* EXERCICE 1 *
Résumez en deux phrases l'intervention sur le collectif budgétaire de 2012 reproduite ci-dessous.

Monsieur le président, mes chers collègues, après nous avoir présenté quatre projets de loi de finances rectificative en 2011, le Gouvernement, deux mois seulement après le vote de la loi de finances pour 2012, revient déjà avec un nouveau collectif budgétaire ! Quelle en est la raison ?
Outre la volonté évidente de faire passer dans la précipitation des mesures d’affichage en pleine campagne électorale, ce collectif doit permettre, selon le Gouvernement, de s’adapter à des prévisions de croissance divisées par deux, et ainsi de respecter l’objectif de réduction du déficit à 4, 5 % du PIB pour 2012.
Mais la surestimation des hypothèses de croissance sur lesquelles se fondait le Gouvernement en décembre était déjà évidente. Ainsi, depuis la fin du mois de novembre 2011, l’OCDE prévoyait une croissance de 0, 3 % en 2012 alors que le Gouvernement s’obstinait à maintenir son chiffre de 1 %.
Aujourd’hui, le Gouvernement ramène sa prévision de croissance à 0, 5 % : espérons cette fois qu’il ne se trompe pas, d’autant que la Banque de France prévoit déjà une croissance nulle au premier trimestre.
Ce collectif s’apparente donc à un troisième plan de rigueur. Les coupes dans les dépenses et l’utilisation inappropriée de la réserve de précaution nous le montrent. La ponction inédite faite sur cette réserve est particulièrement inquiétante et elle limitera considérablement les marges de manœuvre pour faire face à de nouveaux aléas en cours de gestion.
La « TVA sociale » est l’une des principales mesures du texte que nous contestons. Tous ceux qui se sont penchés sur les effets d’une telle mesure ont souligné qu’elle ne pourrait pas favoriser à la fois l’emploi et la compétitivité. Madame la ministre, peut-être avez-vous oublié le rapport de M. Éric Besson qui, en 2007, faisait état du dilemme entre emploi et compétitivité à propos de la TVA sociale ?
Quoi qu’il en soit, la mesure telle qu’elle est déclinée par le Gouvernement, à savoir une baisse des charges sociales de 13, 2 milliards d’euros centrée sur les salaires entre 1, 6 et 2, 1 SMIC, compensée par un relèvement de la TVA de 1, 6 point et une hausse du prélèvement social sur les revenus du patrimoine et les produits de placement, pourrait au final ne favoriser ni l’emploi ni la compétitivité.

* ENREGISTREMENTS FOURNIS *
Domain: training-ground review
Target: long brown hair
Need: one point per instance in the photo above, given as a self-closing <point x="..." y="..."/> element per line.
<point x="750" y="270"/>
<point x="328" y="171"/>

* EXERCICE 2 *
Reproduisez à l'identique toutes les lignes de l'enregistrement ci-dessus.

* BONNE RÉPONSE 1 *
Cette intervention critique un nouveau collectif budgétaire présenté deux mois seulement après le vote de la loi de finances pour 2012, censé selon le Gouvernement s'adapter à des prévisions de croissance divisées par deux, alors que la surestimation de ces hypothèses était déjà évidente. Elle y voit un troisième plan de rigueur et conteste en particulier la « TVA sociale », qui pourrait au final ne favoriser ni l'emploi ni la compétitivité.

* BONNE RÉPONSE 2 *
Domain: training-ground review
Target: long brown hair
Need: one point per instance in the photo above, given as a self-closing <point x="..." y="..."/> element per line.
<point x="750" y="270"/>
<point x="328" y="171"/>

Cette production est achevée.